Paul Clarke: Sure. So this is a little different from our kind of mainstream because, as you say, this is about creating a humanoid maintenance robot that will provide a second pair of hands to a human engineer, whether it be to help them do things that they can’t do, like places they can’t reach or taking temperature measurements or things that would require extra tooling that we could build into the robot.
But it’s also about how to keep them safe, and once again, rather than teaching the robot a set of kind of, learnt operations that they can repeat. What’s very ambitious about this project is the level of inference that we want the robot to get involved in. So the robot is going to actually learn by observing the humans, and it’s going to learn about what is normal and what might be planned exceptions.
What if there’s a sign of something has gone wrong? Or where might the human have missed out a step? Whether it be taking screws out of a side guard on a piece of conveyer, and the human has missed a step out, which actually means that something might fall on them or whetever. And the robot actually needs to step in and warn them all.

▬▬▬▬▬▬▬▬▬▬

■ **The problem**: Please continue the interview excerpt about the humanoid maintenance robot from its last sentence.

■ **Material shown**:
▬▬▬▬▬▬▬▬▬▬

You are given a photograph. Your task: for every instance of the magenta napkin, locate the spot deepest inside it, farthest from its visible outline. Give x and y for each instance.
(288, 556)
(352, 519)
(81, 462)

▬▬▬▬▬▬▬▬▬▬

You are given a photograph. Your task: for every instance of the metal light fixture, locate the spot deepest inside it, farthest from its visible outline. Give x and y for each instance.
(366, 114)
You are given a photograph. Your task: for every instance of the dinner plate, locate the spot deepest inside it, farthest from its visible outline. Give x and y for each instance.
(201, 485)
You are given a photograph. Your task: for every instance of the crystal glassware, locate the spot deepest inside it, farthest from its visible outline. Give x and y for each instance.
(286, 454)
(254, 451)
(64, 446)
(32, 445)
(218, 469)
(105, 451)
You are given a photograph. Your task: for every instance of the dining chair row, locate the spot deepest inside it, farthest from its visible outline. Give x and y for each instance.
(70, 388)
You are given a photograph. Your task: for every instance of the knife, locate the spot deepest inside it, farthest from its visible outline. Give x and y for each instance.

▬▬▬▬▬▬▬▬▬▬

■ **Reply to the task**:
So there are lots of parts to this. There’s vision, there’s dexterity, and then this whole inference piece, and this is why it’s a collaborative project with a number of different research institutions across Europe. It’s over five years, and it’s really going to push the bounds on many of those different fronts. We’re very excited about it, not just about creating a maintenance robot, which will be great, but it’s all the other things that it will teach us along the way that we may be able to use for other purposes.
And ultimately, as I talk about in the Wired article, although we are aiming at maintenance, ultimately, if we’re going to pepper the planet with these automated warehouses, we also need to think about how we automate the process of building them in the first place.
Tom Green: From maintenance robot, to robot builder. I like that. Thank you Paul. We’ve been visiting with Paul Clarke, director of technology at Ocado. Thank you very much; have a great day.